+++ Data +++

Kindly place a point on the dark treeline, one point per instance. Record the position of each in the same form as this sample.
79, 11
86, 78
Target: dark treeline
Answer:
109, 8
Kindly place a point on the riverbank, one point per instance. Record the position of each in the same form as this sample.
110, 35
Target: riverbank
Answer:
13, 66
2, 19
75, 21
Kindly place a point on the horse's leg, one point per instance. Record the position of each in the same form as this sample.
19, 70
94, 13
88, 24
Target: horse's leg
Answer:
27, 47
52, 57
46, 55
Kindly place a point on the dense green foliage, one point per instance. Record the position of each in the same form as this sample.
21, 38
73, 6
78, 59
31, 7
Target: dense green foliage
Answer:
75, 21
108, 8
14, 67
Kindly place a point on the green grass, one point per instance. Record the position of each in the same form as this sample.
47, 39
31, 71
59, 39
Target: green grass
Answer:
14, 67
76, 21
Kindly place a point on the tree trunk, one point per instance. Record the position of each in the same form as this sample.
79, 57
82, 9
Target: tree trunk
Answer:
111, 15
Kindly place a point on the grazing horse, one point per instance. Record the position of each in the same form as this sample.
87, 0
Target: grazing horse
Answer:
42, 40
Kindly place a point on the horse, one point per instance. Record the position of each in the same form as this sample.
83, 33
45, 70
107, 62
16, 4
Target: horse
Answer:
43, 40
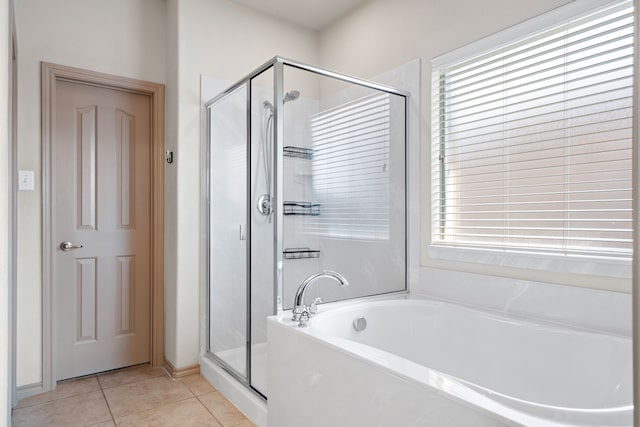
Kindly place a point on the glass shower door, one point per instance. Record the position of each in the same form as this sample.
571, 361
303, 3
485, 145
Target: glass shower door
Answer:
263, 214
228, 232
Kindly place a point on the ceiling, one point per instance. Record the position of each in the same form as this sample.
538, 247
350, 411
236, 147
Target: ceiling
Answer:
312, 14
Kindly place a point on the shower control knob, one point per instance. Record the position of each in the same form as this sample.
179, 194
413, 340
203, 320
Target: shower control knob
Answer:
264, 205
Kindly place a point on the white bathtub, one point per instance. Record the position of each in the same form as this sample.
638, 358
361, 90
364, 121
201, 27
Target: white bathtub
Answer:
423, 363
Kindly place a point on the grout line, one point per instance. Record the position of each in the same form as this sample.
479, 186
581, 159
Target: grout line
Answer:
113, 418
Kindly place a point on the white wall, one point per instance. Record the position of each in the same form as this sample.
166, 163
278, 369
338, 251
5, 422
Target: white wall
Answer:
123, 37
226, 41
5, 194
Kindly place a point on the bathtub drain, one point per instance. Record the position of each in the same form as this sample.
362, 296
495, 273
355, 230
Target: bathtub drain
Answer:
360, 323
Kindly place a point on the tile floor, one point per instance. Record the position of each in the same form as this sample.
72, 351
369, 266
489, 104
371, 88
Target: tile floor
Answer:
138, 396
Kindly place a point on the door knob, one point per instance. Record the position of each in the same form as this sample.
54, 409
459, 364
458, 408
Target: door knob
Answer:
67, 246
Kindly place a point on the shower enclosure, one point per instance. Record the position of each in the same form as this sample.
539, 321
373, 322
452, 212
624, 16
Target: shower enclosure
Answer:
305, 172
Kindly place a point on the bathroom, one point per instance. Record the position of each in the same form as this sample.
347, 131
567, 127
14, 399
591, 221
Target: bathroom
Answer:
179, 44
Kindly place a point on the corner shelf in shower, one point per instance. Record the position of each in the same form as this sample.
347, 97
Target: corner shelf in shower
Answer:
297, 152
301, 208
300, 253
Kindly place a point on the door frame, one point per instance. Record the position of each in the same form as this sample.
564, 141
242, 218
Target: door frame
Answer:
51, 74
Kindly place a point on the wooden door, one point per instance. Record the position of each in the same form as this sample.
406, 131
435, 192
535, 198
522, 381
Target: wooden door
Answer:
101, 208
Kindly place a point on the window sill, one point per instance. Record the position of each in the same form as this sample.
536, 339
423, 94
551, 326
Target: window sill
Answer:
585, 265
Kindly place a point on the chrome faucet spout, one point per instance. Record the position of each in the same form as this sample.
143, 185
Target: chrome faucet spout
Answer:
298, 306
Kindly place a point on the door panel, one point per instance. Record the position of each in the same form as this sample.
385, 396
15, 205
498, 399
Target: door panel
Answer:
101, 193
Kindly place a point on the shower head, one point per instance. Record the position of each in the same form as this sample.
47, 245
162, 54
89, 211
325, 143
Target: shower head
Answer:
292, 95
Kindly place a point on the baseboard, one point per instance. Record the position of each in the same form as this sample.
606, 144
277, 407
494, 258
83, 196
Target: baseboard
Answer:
28, 390
181, 372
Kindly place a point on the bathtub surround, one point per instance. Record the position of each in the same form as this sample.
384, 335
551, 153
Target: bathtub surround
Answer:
422, 362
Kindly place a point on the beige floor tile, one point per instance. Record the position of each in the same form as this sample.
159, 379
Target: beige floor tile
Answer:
185, 413
223, 410
148, 394
129, 375
66, 389
80, 410
197, 384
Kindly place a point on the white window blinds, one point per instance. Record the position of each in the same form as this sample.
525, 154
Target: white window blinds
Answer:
351, 169
531, 143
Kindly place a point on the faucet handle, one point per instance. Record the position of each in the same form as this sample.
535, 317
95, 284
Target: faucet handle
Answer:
304, 319
296, 313
313, 308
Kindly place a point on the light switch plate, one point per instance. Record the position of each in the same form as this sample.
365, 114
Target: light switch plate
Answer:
26, 181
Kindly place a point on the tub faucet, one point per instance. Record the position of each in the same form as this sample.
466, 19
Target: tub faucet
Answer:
301, 312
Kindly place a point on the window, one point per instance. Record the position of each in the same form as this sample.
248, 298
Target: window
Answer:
532, 141
351, 169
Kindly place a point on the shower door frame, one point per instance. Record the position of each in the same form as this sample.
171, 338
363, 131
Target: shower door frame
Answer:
277, 63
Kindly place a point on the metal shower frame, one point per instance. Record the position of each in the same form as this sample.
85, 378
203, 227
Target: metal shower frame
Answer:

+++

▶ **Requirement**: Make a word-for-word copy of the records above, excluding all pictures.

▶ **Answer to the exercise**:
Kindly place a point on the dark treeline, one point per instance. Record the position of each in the same form as this sample.
79, 11
86, 78
Target: dark treeline
Answer:
109, 8
Kindly place a point on the riverbank, one point per instance. Record the position of each in the same form as this sample.
110, 35
Target: riverbank
Answer:
13, 66
2, 19
75, 21
Kindly place a point on the horse's leg, one point per instance. Record the position of each in the same form as this sample.
19, 70
94, 13
88, 24
Target: horse's leg
Answer:
27, 47
52, 57
46, 55
Kindly place a point on the dense green foliage, one point per instance. Record the position of each in the same form as this sample.
21, 38
73, 6
78, 59
31, 7
Target: dense green foliage
Answer:
75, 21
108, 8
14, 67
Kindly place a point on the green grass, one point per instance. Record the position of each in the same form as this sample.
47, 39
31, 71
59, 39
Target: green grass
Answer:
14, 67
76, 21
Kindly place a point on the tree trunk, one point per instance. Record the position of each in the same form as this sample.
79, 57
82, 9
Target: tree trunk
Answer:
111, 15
Kindly place a point on the grazing horse, one point per instance. Record the position of each in the same form as this sample.
87, 0
Target: grazing horse
Answer:
42, 40
Kindly place a point on the horse, one point per instance. Record the position of each in the same form as this sample.
83, 33
45, 70
107, 62
16, 4
Target: horse
Answer:
43, 40
Kindly place a point on the glass shower door, one point per instance. Record the position of each in the same form as this sample.
571, 361
303, 3
485, 145
Target: glass shower door
Answer:
263, 214
228, 232
Kindly place a point on the ceiling, one point per instance. Record the position of each in the same form as this sample.
538, 247
350, 411
236, 147
Target: ceiling
Answer:
312, 14
Kindly place a point on the shower control knob, one point per instance. Record the position of each in the same form as this sample.
179, 194
413, 340
203, 320
Target: shower control knob
Answer:
264, 205
Kindly place a point on the white bathtub, one point per instance. Record the position of each in the same form as this sample.
638, 358
361, 90
364, 121
201, 27
Target: white bathtub
Answer:
423, 363
Kindly place a point on the grout line, one point per instance. Record the position of each in the same form as this sample.
479, 186
581, 159
Target: grout line
Answer:
113, 418
Kindly place a point on the white wall, one point per instance. Record the position of each in the same form as this sample.
166, 163
278, 369
338, 251
5, 422
Target: white wall
Answer:
123, 37
226, 41
5, 194
Kindly place a point on the bathtub drain, one point per instance. Record the position of each in the same form as this sample.
362, 296
495, 273
355, 230
Target: bathtub drain
Answer:
360, 323
Kindly place a point on the tile floor, one point per instance. Record the position of each in the same form as this sample.
72, 351
369, 266
489, 104
371, 88
Target: tile floor
Answer:
138, 396
Kindly place a point on the door knob, one point per instance. Record the position of each in the same form as this sample.
54, 409
459, 364
458, 408
Target: door knob
Answer:
67, 246
Kindly place a point on the shower enclosure, one point per instance. Record the position of each in the same form as this sample.
539, 321
373, 322
452, 212
624, 16
Target: shower enclosure
Answer:
305, 172
Kindly place a point on the bathroom, one point per instance. Record the position of each in the same form as this sample.
347, 131
567, 127
14, 399
591, 221
Target: bathroom
Answer:
179, 44
Kindly place a point on the corner shelf in shower, one point per instance. Record the position of each in the same form as this sample.
347, 97
Target: corner shelf in shower
Answer:
297, 152
301, 208
300, 253
Kindly place a point on the door frame, one point per instance. Record the position of each in the same form as this sample.
564, 141
242, 218
Target: door frame
Answer:
51, 74
Kindly place a point on the wooden door, one point per instance. Record the position of each in the same form as this sample.
406, 131
435, 192
535, 198
522, 381
Target: wooden door
Answer:
101, 208
Kindly place a point on the window sill, one point per instance. Record the position of each in the same form as this sample.
536, 339
423, 94
551, 326
Target: window sill
Answer:
585, 265
Kindly place a point on the chrome faucet spout, one point per instance. Record the position of each in the same form as this sample.
143, 185
Target: chrome faucet spout
Answer:
298, 306
Kindly place a point on the door panel, one point per instance. Record the position of each in the same form as this sample.
385, 396
15, 205
498, 399
Target: door panel
Answer:
101, 193
Kindly place a point on the shower head, one point per instance. Record the position of each in the same form as this sample.
47, 245
162, 54
89, 211
325, 143
Target: shower head
Answer:
292, 95
Kindly place a point on the baseboard, one point per instance. Record the position of each in the same form as this sample.
606, 144
277, 407
494, 258
83, 196
Target: baseboard
Answer:
28, 390
181, 372
Kindly place a point on the bathtub surround, one point per instance. Record the position of each in the same form as this sample.
384, 335
551, 153
Target: bathtub surround
Answer:
422, 362
Kindly place a point on the beige floor tile, one point per instance. Record the position of each in the same form as this sample.
159, 379
Target: beige floor tile
Answer:
185, 413
223, 410
148, 394
129, 375
66, 389
80, 410
197, 384
Kindly place a point on the white window blinds, one point per instance. Record the position of each in the same form as this sample.
525, 154
Target: white window blinds
Answer:
351, 169
531, 143
Kindly place a point on the faucet handle, one point per instance. Record the position of each in the same form as this sample.
535, 317
95, 284
Target: faucet handle
Answer:
304, 319
296, 313
313, 308
Kindly place a point on the light switch plate, one point per instance. Record the position of each in the same form as this sample.
365, 114
Target: light switch plate
Answer:
26, 181
Kindly place a point on the tub faucet, one point per instance. Record the position of each in the same form as this sample.
466, 19
Target: tub faucet
Answer:
301, 312
Kindly place a point on the window, one point per instance. Record the position of each in the same form as this sample.
248, 298
Target: window
Answer:
532, 141
351, 169
Kindly place a point on the shower door frame, one point per instance. Record the position of each in the same form as this sample.
171, 338
363, 131
Target: shower door frame
Answer:
277, 63
Kindly place a point on the metal shower frame, one point per instance. Record the position of each in the same form as this sample.
85, 378
203, 227
Target: metal shower frame
Answer:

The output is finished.